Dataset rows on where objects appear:
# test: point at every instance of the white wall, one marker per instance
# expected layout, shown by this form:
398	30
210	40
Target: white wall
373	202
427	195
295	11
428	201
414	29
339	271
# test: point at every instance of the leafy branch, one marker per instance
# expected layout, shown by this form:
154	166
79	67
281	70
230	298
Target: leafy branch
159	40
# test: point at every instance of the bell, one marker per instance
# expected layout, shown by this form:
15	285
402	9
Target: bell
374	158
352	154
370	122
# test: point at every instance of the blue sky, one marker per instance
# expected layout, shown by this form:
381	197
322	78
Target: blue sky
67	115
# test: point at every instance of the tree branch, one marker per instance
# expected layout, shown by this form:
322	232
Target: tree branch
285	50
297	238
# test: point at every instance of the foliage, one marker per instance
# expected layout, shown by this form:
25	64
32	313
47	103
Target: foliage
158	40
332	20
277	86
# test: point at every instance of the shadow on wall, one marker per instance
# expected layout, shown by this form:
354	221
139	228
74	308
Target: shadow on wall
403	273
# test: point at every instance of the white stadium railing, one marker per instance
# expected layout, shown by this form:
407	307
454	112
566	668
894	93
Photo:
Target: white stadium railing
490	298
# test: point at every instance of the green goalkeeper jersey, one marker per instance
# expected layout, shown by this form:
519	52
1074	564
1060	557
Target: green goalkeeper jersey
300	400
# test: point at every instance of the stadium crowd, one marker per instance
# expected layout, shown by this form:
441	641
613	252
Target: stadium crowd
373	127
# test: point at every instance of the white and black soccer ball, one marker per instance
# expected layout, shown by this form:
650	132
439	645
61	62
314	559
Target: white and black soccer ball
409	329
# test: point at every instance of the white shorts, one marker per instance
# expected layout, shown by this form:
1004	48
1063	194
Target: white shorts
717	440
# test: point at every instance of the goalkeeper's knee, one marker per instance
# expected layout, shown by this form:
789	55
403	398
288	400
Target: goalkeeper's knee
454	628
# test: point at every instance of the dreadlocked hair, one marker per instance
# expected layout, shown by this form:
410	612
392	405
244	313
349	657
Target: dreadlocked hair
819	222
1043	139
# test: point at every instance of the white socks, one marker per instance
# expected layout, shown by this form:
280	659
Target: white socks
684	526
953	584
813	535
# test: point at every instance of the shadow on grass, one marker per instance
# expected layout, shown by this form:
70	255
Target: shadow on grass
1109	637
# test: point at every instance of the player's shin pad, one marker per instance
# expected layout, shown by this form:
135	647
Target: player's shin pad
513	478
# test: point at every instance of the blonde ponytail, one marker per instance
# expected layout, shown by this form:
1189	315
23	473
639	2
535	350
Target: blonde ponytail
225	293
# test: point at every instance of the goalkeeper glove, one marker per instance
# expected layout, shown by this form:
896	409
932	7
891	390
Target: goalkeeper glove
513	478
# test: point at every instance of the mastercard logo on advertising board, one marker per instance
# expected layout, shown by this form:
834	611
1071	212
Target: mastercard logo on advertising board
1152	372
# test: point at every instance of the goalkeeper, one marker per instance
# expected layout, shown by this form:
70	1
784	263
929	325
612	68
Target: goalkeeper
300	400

What is being asked:
Lay out all the rows above as a Markdown table with a Number column for each line's position and a Text column for the line itself, leaving out blank lines.

Answer to this exercise:
| Number | Text |
|---|---|
| 1 | # test: point at every instance of the white wall, one marker per instance |
| 2 | # expected layout, shown by this form: |
| 3 | 398	30 |
| 4 | 210	40 |
| 5 | Target: white wall |
| 6 | 373	202 |
| 7 | 427	195 |
| 8 | 295	11 |
| 9 | 428	201 |
| 10 | 414	29 |
| 11 | 339	271 |
| 12 | # test: point at every instance of the leafy branch, one marker per instance |
| 13 | # expected layout, shown by this form: |
| 14 | 154	166 |
| 15 | 79	67 |
| 16 | 281	70 |
| 17 | 230	298 |
| 18 | Target: leafy branch |
| 19 | 159	40 |
| 20 | # test: point at every instance of the bell, one marker per instance |
| 21 | # expected layout, shown by this form: |
| 22 | 15	285 |
| 23 | 402	9 |
| 24 | Target: bell |
| 25 | 374	158 |
| 26 | 352	154 |
| 27 | 370	122 |
| 28 | # test: point at every instance of the blue sky, one marker per instance |
| 29 | # expected layout, shown by this form: |
| 30 | 381	197 |
| 31 | 322	78 |
| 32 | Target: blue sky |
| 33 | 67	115 |
| 34 | # test: point at every instance of the tree branch, one marker per instance |
| 35 | # expected layout, shown by this form: |
| 36 | 322	232 |
| 37 | Target: tree branch |
| 38 | 285	50 |
| 39 | 297	238 |
| 40 | # test: point at every instance of the foliage, one marker per instance |
| 41 | # expected layout, shown by this form: |
| 42 | 25	64 |
| 43 | 32	313 |
| 44 | 47	103 |
| 45 | Target: foliage |
| 46 | 158	40 |
| 47 | 332	20 |
| 48 | 277	86 |
| 49 | # test: point at every instance of the shadow on wall, one marker per instance |
| 50 | # expected layout, shown by this form: |
| 51 | 354	221 |
| 52 | 139	228 |
| 53 | 74	308 |
| 54 | Target: shadow on wall |
| 55 | 403	273 |
| 56 | # test: point at every instance of the white stadium railing, one marker per instance |
| 57 | # expected layout, shown by this form: |
| 58 | 407	307 |
| 59 | 454	112 |
| 60 | 566	668 |
| 61 | 894	93 |
| 62 | Photo: |
| 63 | Target: white stadium railing |
| 64 | 490	298 |
| 65 | # test: point at every instance of the green goalkeeper jersey, one marker per instance |
| 66 | # expected layout, shown by this form: |
| 67 | 519	52 |
| 68 | 1074	564 |
| 69 | 1060	557 |
| 70 | Target: green goalkeeper jersey |
| 71 | 300	400 |
| 72 | # test: point at every instance of the stadium crowd, one marker per instance |
| 73 | # expected layout, shown by this form: |
| 74 | 441	641 |
| 75 | 613	252 |
| 76 | Target: stadium crowd |
| 77 | 373	127 |
| 78 | # test: point at every instance of the white and black soccer ball, one marker per instance |
| 79 | # expected layout, shown by this form: |
| 80 | 650	132 |
| 81 | 439	645 |
| 82 | 61	62 |
| 83 | 314	559 |
| 84 | Target: white and black soccer ball |
| 85 | 409	329 |
| 86 | # test: point at every instance of the white shorts, one marker per instance |
| 87 | # expected layout, shown by this form: |
| 88 | 1004	48 |
| 89 | 1063	194 |
| 90 | Target: white shorts |
| 91 | 717	440 |
| 92 | # test: point at every instance of the goalkeeper's knee, one marker per instance |
| 93 | # expected layout, shown by this form: |
| 94 | 789	55 |
| 95 | 403	398 |
| 96 | 288	400 |
| 97 | Target: goalkeeper's knee |
| 98 | 454	628 |
| 99 | # test: point at every instance of the dreadlocked hair, one marker per instance |
| 100 | # expected layout, shown by this form: |
| 101 | 410	612 |
| 102 | 392	405 |
| 103 | 244	313 |
| 104 | 349	657 |
| 105 | Target: dreadlocked hair |
| 106 | 819	222 |
| 107 | 1043	139 |
| 108 | # test: point at every instance of the white socks, one marker per instance |
| 109 | # expected layout, shown by this form: |
| 110 | 280	659 |
| 111 | Target: white socks |
| 112 | 684	526 |
| 113 | 953	584 |
| 114 | 813	535 |
| 115 | # test: point at every instance of the shadow on grass, one marker per instance |
| 116 | # expected layout, shown by this form: |
| 117 | 70	255 |
| 118 | Target: shadow on grass |
| 119 | 1109	637 |
| 120 | # test: point at every instance of the player's shin pad, one marker per instance |
| 121 | # expected layout, shown by this form: |
| 122 | 135	647 |
| 123 | Target: player's shin pad |
| 124 | 513	478 |
| 125 | # test: point at every instance of the blonde ponytail, one marker per instance |
| 126 | # expected layout, shown by this form: |
| 127 | 1189	315 |
| 128 | 23	473 |
| 129 | 639	2 |
| 130 | 535	350 |
| 131 | Target: blonde ponytail |
| 132 | 225	293 |
| 133 | # test: point at every instance of the goalkeeper glove, one marker per instance |
| 134 | # expected layout, shown by this form: |
| 135 | 896	409 |
| 136 | 932	7 |
| 137 | 891	390 |
| 138 | Target: goalkeeper glove |
| 139 | 513	478 |
| 140 | # test: point at every instance of the mastercard logo on advertising board, one marker per instance |
| 141 | # expected layout, shown by this form: |
| 142 | 834	611 |
| 143 | 1071	212 |
| 144 | Target: mastercard logo on advertising board |
| 145 | 1152	372 |
| 146 | # test: point at every instance of the goalkeeper, one marker per instance |
| 147 | # expected layout, shown by this form: |
| 148 | 70	1 |
| 149 | 784	263 |
| 150 | 929	325 |
| 151 | 612	68 |
| 152 | Target: goalkeeper |
| 153 | 300	400 |